WHAT IS NEEDED »
Copy every line of the records below character for character, leaving out the picture.

DATASET »
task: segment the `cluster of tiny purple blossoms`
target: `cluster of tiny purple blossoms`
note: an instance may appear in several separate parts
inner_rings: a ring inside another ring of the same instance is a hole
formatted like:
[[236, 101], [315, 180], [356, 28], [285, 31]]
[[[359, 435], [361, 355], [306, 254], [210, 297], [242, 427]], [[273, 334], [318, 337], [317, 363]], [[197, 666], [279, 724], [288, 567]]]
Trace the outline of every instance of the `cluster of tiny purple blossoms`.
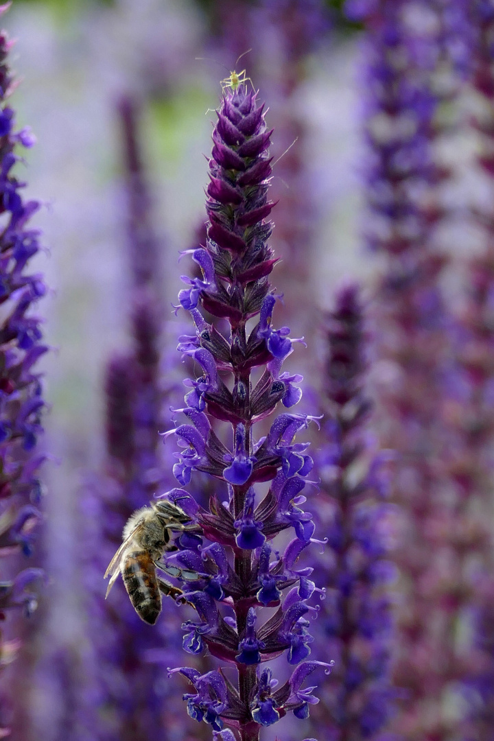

WRITTEN RESPONSE »
task: segment the `cluster of tiny purple blossoms`
target: `cluster of tiny purple blossoms`
note: an instance may appear in several separate parts
inner_rings: a ring inside another ring of the same instance is a hole
formatted like:
[[236, 101], [315, 180], [356, 28], [285, 31]]
[[[359, 435], [361, 355], [306, 254], [210, 297], [242, 427]], [[273, 334], [318, 337], [317, 363]], [[197, 666], [279, 724], [288, 567]]]
Trace the outline of every instance of the `cluster of tiny purple blossoms`.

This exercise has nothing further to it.